Copy out all of the material below, requests included, and raise each coordinate in the answers by 105. Omit the pictures.
--- START Supplied records ---
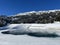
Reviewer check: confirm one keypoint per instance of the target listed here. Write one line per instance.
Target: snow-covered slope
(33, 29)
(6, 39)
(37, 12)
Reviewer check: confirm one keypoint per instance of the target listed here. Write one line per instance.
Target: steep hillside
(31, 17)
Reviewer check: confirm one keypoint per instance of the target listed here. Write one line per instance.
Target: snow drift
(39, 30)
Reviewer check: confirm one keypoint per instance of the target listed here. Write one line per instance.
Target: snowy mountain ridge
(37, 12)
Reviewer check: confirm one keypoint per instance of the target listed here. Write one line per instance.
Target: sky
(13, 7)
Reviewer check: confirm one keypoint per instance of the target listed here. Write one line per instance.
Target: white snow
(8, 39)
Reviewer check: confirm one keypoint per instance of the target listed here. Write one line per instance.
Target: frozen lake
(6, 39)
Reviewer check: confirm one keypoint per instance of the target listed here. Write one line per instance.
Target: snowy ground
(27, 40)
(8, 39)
--- END Supplied records ---
Solution for this exercise -
Reviewer check: confirm one keypoint per instance of the target listed here. Write one line per instance.
Target: snow-covered slope
(138, 134)
(111, 144)
(142, 117)
Reviewer check: confirm one keypoint per instance of the target listed here. Write one line per instance.
Target: steep hillside
(136, 122)
Reviewer check: confirm one keypoint per instance of the target listed here. Write one line per instance.
Target: snow drift
(144, 135)
Reviewer check: confirm one keypoint per instance of the target listed here. Write one line per instance.
Target: snowy mountain ridge
(142, 117)
Reviewer check: confirm one keypoint per instance of the target listed here. Write one line per instance.
Target: sky
(118, 112)
Reviewer check: confirm one keypoint per instance of the target listed here. Write one line per instance.
Target: white snow
(113, 144)
Reviewer check: confirm one keypoint per instance of the target listed here. Write one line per instance.
Target: frozen lake
(111, 144)
Reviewer check: confirm one keypoint per instance of the target listed here. Write one line per instance.
Target: snowy ground
(132, 145)
(113, 144)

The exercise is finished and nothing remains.